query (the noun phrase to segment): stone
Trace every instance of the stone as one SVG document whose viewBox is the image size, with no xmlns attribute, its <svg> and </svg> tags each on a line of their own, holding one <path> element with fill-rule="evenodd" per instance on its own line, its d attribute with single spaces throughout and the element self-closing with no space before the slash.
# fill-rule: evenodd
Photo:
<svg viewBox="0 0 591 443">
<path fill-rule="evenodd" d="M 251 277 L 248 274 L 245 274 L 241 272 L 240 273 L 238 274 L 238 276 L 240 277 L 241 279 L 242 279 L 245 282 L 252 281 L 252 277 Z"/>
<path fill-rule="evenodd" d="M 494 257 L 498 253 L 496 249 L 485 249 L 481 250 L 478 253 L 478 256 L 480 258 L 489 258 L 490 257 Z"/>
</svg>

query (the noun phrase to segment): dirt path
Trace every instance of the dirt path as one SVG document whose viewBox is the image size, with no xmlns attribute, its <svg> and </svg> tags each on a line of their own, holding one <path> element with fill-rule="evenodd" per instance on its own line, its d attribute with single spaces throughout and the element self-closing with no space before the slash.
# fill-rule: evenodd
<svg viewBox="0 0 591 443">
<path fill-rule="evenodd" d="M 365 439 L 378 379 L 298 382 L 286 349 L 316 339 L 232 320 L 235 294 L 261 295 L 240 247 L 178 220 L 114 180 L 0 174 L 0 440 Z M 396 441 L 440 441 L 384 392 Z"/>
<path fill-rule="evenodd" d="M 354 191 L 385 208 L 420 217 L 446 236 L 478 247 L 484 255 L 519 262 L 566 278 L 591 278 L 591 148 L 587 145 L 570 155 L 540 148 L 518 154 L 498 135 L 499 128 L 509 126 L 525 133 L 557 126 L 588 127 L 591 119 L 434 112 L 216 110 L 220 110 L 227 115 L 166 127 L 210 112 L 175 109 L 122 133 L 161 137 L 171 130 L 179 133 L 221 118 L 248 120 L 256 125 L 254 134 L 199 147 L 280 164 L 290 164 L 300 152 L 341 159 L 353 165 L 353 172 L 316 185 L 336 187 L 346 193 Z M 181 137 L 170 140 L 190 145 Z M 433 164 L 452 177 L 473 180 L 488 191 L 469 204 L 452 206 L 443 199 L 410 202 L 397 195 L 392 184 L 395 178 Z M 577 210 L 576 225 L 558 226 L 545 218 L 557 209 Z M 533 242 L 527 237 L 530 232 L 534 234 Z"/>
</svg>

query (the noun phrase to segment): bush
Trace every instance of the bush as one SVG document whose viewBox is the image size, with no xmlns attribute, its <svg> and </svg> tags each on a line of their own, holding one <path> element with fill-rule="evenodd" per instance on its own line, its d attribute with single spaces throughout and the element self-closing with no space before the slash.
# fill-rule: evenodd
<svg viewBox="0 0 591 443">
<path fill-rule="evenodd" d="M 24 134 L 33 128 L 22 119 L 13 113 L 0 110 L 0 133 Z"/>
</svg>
━━━━━━
In all records, change "Trace every instance" to "Outline each instance" and leave everything else as it is.

*Response below*
query (the noun phrase to segment): stone
Outline each instance of the stone as one SVG document whose viewBox is the image size, with no xmlns attribute, its <svg> and </svg> tags each on a line of their own, holding one <path> element with fill-rule="evenodd" per instance on its own line, its d attribute with single spaces throughout and the element self-closing with no space before the slash.
# fill-rule: evenodd
Photo:
<svg viewBox="0 0 591 443">
<path fill-rule="evenodd" d="M 251 277 L 248 274 L 245 274 L 241 272 L 240 273 L 238 274 L 238 276 L 240 277 L 241 279 L 242 279 L 245 282 L 252 281 L 252 277 Z"/>
<path fill-rule="evenodd" d="M 494 257 L 498 253 L 496 249 L 485 249 L 481 250 L 478 253 L 478 256 L 480 258 L 489 258 L 490 257 Z"/>
</svg>

query (the noun phrase to segment): dirt path
Outline each instance of the dirt path as one SVG document whose viewBox is the image size, with no xmlns attribute, its <svg> and </svg> tags each on a line of their own, holding one <path> element with fill-rule="evenodd" per instance on its own line, its d attribute with single spaces throughout and the element self-closing with no space before the slash.
# fill-rule: evenodd
<svg viewBox="0 0 591 443">
<path fill-rule="evenodd" d="M 365 439 L 378 379 L 298 382 L 286 349 L 316 339 L 232 320 L 235 294 L 261 295 L 240 247 L 178 220 L 114 180 L 0 174 L 0 440 Z M 396 441 L 440 441 L 384 392 Z"/>
<path fill-rule="evenodd" d="M 354 191 L 385 208 L 420 217 L 446 236 L 478 247 L 484 255 L 519 262 L 566 278 L 591 278 L 591 148 L 587 145 L 570 155 L 540 148 L 518 154 L 498 135 L 499 128 L 509 126 L 525 133 L 557 126 L 588 127 L 591 119 L 434 112 L 216 110 L 220 110 L 227 115 L 166 127 L 210 112 L 175 109 L 122 133 L 161 137 L 171 130 L 179 133 L 221 118 L 248 120 L 256 125 L 254 134 L 199 147 L 280 164 L 290 164 L 300 152 L 341 159 L 353 165 L 353 172 L 316 185 L 336 187 L 346 193 Z M 181 137 L 170 140 L 190 145 Z M 433 164 L 452 177 L 473 180 L 488 191 L 469 204 L 452 206 L 443 199 L 410 202 L 397 195 L 392 184 L 395 178 Z M 577 210 L 576 225 L 558 226 L 545 218 L 557 209 Z M 533 242 L 527 237 L 530 232 L 534 234 Z"/>
</svg>

query (the noun phrase to segment): bush
Outline each instance of the bush as one SVG document whose viewBox is the image size, with no xmlns attribute, its <svg> and </svg> tags each on a line of their own, holding one <path> element with fill-rule="evenodd" per instance on its own line, its d attribute with single spaces throughout and the element self-closing with no space before the slash.
# fill-rule: evenodd
<svg viewBox="0 0 591 443">
<path fill-rule="evenodd" d="M 24 134 L 33 128 L 22 119 L 13 113 L 0 110 L 0 133 Z"/>
</svg>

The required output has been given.